When responding, copy every record below exactly as it appears.
═════ Data to process
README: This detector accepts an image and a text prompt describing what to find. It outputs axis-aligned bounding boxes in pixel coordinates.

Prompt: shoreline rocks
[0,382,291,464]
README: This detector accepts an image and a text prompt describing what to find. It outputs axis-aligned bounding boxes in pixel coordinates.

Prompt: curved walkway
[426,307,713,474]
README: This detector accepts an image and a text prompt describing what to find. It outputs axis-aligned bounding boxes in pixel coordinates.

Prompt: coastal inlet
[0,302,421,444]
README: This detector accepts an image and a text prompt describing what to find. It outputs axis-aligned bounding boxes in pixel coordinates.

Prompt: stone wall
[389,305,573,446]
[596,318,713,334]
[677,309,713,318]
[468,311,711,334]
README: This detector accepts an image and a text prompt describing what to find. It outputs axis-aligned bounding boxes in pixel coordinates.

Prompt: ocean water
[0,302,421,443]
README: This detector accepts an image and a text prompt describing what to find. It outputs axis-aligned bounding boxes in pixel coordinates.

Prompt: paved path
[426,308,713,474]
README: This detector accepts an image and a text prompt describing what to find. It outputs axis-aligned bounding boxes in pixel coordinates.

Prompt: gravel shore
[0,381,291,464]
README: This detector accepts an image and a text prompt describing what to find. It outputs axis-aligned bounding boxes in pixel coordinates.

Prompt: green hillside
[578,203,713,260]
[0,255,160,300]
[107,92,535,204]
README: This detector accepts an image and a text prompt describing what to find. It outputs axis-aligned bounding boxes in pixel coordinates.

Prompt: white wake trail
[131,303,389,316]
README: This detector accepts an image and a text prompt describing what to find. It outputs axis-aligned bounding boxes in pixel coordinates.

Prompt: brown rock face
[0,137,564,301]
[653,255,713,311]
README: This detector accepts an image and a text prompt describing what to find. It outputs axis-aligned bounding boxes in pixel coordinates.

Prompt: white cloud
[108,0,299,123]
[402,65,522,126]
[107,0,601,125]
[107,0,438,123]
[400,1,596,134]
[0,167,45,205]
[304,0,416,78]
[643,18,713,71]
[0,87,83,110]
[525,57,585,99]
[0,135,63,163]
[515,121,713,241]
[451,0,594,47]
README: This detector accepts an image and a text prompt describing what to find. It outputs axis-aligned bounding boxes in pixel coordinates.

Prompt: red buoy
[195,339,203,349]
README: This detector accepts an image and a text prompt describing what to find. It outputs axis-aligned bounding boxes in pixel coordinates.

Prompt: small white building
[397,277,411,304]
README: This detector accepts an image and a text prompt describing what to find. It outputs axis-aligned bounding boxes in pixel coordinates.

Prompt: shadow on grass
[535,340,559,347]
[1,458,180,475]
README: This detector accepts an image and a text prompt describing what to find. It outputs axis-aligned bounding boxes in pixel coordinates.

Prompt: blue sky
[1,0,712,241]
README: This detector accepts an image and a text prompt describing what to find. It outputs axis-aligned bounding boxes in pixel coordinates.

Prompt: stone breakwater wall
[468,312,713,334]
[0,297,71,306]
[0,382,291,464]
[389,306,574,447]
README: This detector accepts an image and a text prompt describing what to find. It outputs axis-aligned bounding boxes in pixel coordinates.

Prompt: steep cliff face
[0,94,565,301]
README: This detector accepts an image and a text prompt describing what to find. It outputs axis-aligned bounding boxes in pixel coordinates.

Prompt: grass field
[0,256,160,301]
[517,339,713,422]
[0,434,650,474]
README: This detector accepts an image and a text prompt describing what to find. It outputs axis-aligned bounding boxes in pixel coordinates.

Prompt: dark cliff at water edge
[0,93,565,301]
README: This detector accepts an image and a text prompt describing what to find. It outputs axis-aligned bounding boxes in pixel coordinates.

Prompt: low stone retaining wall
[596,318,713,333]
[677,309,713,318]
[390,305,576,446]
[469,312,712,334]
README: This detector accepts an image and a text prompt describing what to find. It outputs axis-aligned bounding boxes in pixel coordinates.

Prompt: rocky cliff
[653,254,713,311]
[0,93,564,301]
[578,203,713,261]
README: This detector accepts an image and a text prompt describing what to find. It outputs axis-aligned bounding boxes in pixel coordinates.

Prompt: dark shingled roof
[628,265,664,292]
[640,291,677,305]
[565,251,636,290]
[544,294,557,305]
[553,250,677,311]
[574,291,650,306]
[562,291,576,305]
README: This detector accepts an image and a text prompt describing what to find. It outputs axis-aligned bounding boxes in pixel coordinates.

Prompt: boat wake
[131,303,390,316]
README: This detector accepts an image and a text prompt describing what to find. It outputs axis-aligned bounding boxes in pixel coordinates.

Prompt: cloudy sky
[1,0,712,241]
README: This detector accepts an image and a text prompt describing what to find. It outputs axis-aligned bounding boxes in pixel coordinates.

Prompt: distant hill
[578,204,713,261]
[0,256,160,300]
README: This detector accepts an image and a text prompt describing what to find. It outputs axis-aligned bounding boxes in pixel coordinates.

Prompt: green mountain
══════════
#### Output
README: This detector accepts an image and a text prompt describing what to find. It outputs axis-aligned bounding boxes in pixel coordinates.

Prompt: shoreline rocks
[0,382,291,464]
README: This detector accepts an image and a text prompt describing what to find. It outputs axis-aligned bounding boxes in pixel coordinates.

Prompt: curved walkway
[426,307,713,474]
README: This detector accepts an image and a text prompt describing what to find. It outputs axis-aligned bounding boxes in pixel coordinates.

Prompt: coastal inlet
[0,302,421,444]
README: This detector accepts an image and a text prompt describing what to find. It outputs axis-aligned bounding boxes in pixel coordinates.

Prompt: stone wall
[389,305,573,446]
[596,318,713,334]
[677,309,713,318]
[468,311,711,334]
README: This detector accepts an image and a text prompt describing what to find. It outputs axis-aligned bounding boxes in pixel coordinates.

Prompt: ocean water
[0,302,421,443]
README: This detector accepts an image and a text prompt describing what to find. It outputs axis-aligned bounding boxes in pixel coordinates.

Prompt: paved path
[426,308,713,474]
README: This detector accepts an image and a text prompt describing what to find. It outputs axis-aligned bounding boxes in pixel coordinates.

Prompt: gravel shore
[0,381,291,464]
README: This detector accepts an image and a text prompt describing what to find. It outputs axis-aligned bounding boxes in pixel coordinates.

Prompt: green hillside
[578,203,713,260]
[0,255,160,300]
[107,92,535,204]
README: This detector accepts an image and a text prompt describing what to find. It outputs axis-aligned bounding boxes in pixel coordinates.

Prompt: white wake trail
[131,303,389,316]
README: This detector accepts an image and a text prompt describing what to find. It outputs axis-aligned bounding boxes in pixel coordinates.

Prompt: brown rock face
[0,137,564,301]
[653,255,713,311]
README: This detector accepts an image and a text prompt describing what to find. It outputs axis-aligned bounding boxes in pixel coordinates.

Prompt: white cloud
[108,0,299,123]
[402,65,522,126]
[107,0,601,125]
[107,0,438,123]
[400,1,596,134]
[0,167,45,205]
[304,0,416,78]
[643,18,713,71]
[0,87,83,110]
[525,57,585,99]
[0,135,63,163]
[515,121,713,241]
[451,0,594,47]
README: This detector accepts an image and a text prompt describing what to find. It outputs axis-aligned bounding boxes in pixel coordinates.

Prompt: red buoy
[195,339,203,349]
README: This detector accepts an image and a text prompt describing what to find. It outputs axis-aligned bounding boxes in pixel coordinates.

Prompt: small white building
[397,277,411,304]
README: This detector accepts an image and a text prompt describing what to find. It outputs axis-aligned bounding boxes in pixel coordinates.

Prompt: shadow on grass
[535,340,559,347]
[1,458,180,475]
README: This detector accepts an image and a text prompt describing what to find. It outputs axis-aligned bounding boxes in pixel coordinates.

Prompt: blue sky
[1,0,712,241]
README: This detector accepts an image and a text prompt describing what to find. It outputs axis-aligned bounding boxes in pixel coordinates.

Prompt: stone breakwater wall
[468,312,713,334]
[0,297,71,306]
[0,382,291,464]
[389,306,574,447]
README: This detector accepts an image and a text prompt describing what to find. It outputs axis-aligned bounding boxes in pixel coordinates.

Prompt: steep cliff face
[0,94,565,301]
README: This detector accepts an image and a text prompt describing what to find. It outputs axis-aligned bounding boxes in pixel coordinates.

Prompt: grass field
[0,256,160,301]
[517,339,713,422]
[0,434,650,474]
README: This detector accepts an image and a text prompt describing what to find. It outputs axis-aligned bounding boxes in pixel coordinates.

Prompt: dark cliff at water edge
[0,93,565,301]
README: This detector accepts an image and a text prompt describing what to find. It outputs axis-aligned bounding boxes in pixel coordinates.

Prompt: low stone retaining wall
[596,318,713,333]
[677,309,713,318]
[390,305,576,446]
[469,312,712,334]
README: This detector accepts an image and a text prompt describing what to find. It outputs axis-aligned bounding boxes in pixel coordinates.

Prompt: rocky cliff
[653,254,713,311]
[0,93,564,301]
[578,203,713,261]
README: This detector accepts an image and a text prompt describing what to find. It outputs axis-aligned bounding boxes in pixel coordinates.

Prompt: dark shingled roof
[628,265,664,292]
[640,291,677,305]
[565,251,636,290]
[544,294,557,305]
[553,250,677,311]
[574,291,650,306]
[562,291,576,305]
README: This detector accepts an image and a text prompt describing what to find. It outputs axis-aligned bounding boxes in pixel coordinates.

Prompt: boat wake
[131,303,390,316]
README: This detector accepts an image and a text prompt describing what to find. It outputs axis-aligned bounding boxes in pixel coordinates.

Prompt: cloudy sky
[1,0,712,241]
README: This detector accepts an image and a text prompt describing what to find. It outputs axis-aligned bounding boxes in pixel coordinates.

Prompt: distant hill
[578,204,713,261]
[0,256,160,300]
README: This detector accepts an image and a text prompt describing what to find. It outputs axis-aligned bounding boxes in pixel coordinates.

Prompt: green mountain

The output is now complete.